─── Data shown
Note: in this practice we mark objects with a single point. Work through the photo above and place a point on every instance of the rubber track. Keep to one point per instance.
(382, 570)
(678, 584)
──────
─── Data shown
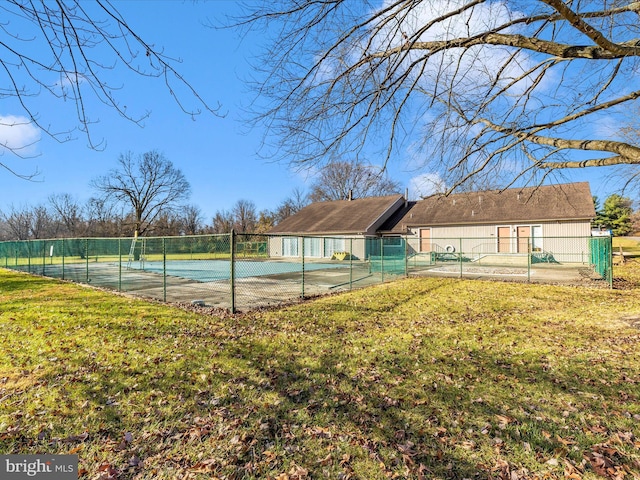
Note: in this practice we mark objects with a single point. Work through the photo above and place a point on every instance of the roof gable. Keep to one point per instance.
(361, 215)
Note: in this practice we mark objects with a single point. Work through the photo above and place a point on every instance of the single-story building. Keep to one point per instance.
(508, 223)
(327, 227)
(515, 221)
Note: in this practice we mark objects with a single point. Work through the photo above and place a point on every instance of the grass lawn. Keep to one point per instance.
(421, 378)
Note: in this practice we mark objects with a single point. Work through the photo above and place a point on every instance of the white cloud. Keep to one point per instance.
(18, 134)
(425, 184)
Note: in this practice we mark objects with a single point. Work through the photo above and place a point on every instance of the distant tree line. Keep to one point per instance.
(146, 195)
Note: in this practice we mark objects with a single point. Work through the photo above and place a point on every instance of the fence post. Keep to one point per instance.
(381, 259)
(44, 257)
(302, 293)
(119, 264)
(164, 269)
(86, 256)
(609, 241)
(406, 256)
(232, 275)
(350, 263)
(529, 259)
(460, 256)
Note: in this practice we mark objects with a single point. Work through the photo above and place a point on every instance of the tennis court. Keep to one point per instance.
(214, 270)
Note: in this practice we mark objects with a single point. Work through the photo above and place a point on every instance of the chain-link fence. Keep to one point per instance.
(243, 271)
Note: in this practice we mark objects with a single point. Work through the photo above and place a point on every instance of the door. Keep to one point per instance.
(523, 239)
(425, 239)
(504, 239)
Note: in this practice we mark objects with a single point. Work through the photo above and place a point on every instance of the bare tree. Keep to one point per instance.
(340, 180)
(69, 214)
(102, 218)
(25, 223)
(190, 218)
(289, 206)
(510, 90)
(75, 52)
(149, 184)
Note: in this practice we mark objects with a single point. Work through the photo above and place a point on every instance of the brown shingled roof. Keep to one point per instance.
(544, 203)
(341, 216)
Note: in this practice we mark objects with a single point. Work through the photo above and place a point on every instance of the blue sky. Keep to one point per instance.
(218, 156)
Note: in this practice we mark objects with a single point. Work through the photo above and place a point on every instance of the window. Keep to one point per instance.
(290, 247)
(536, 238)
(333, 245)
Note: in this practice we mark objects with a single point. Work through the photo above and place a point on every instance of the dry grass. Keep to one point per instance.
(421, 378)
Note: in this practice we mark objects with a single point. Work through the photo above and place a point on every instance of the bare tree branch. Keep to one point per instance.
──────
─── Data shown
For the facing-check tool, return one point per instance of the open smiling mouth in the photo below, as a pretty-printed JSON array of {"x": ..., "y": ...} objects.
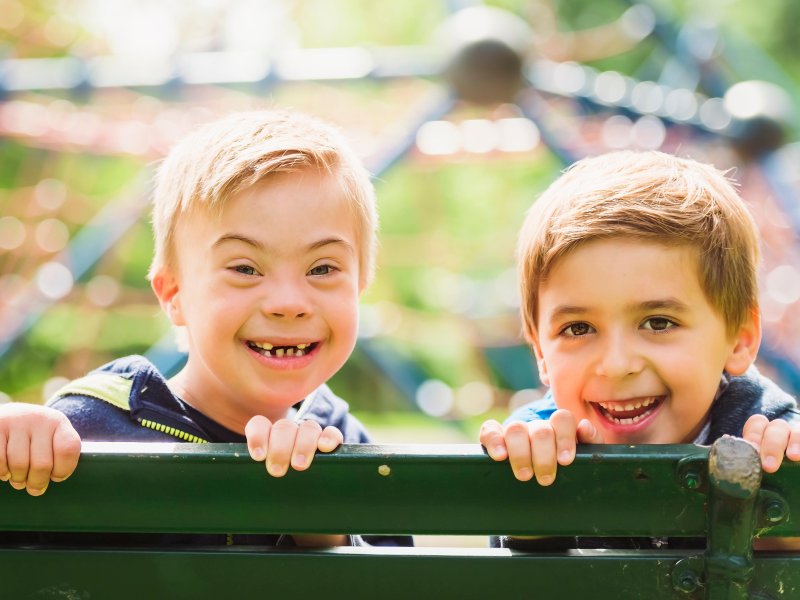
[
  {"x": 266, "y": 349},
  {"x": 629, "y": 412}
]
──────
# What is expected
Can you repeat, word for word, every line above from the one containing "window. Keep to one point per instance." down to the one containing "branch. Keep to one point per instance.", including both?

# Solution
Note: in this practice we mark objects with a single point. Work through the photo above and place a point on every instance of the window. Keep to one point per instance.
(290, 247)
(536, 238)
(333, 245)
Note: in this practice we mark objects with a single point. Work through the photo above and place a point on every instance of the dry grass. Keep to one point per instance.
(421, 378)
Note: in this practice we mark objects with a single point. Work through the photo above and place a point on every instance of the bare tree branch. Keep to one point per instance.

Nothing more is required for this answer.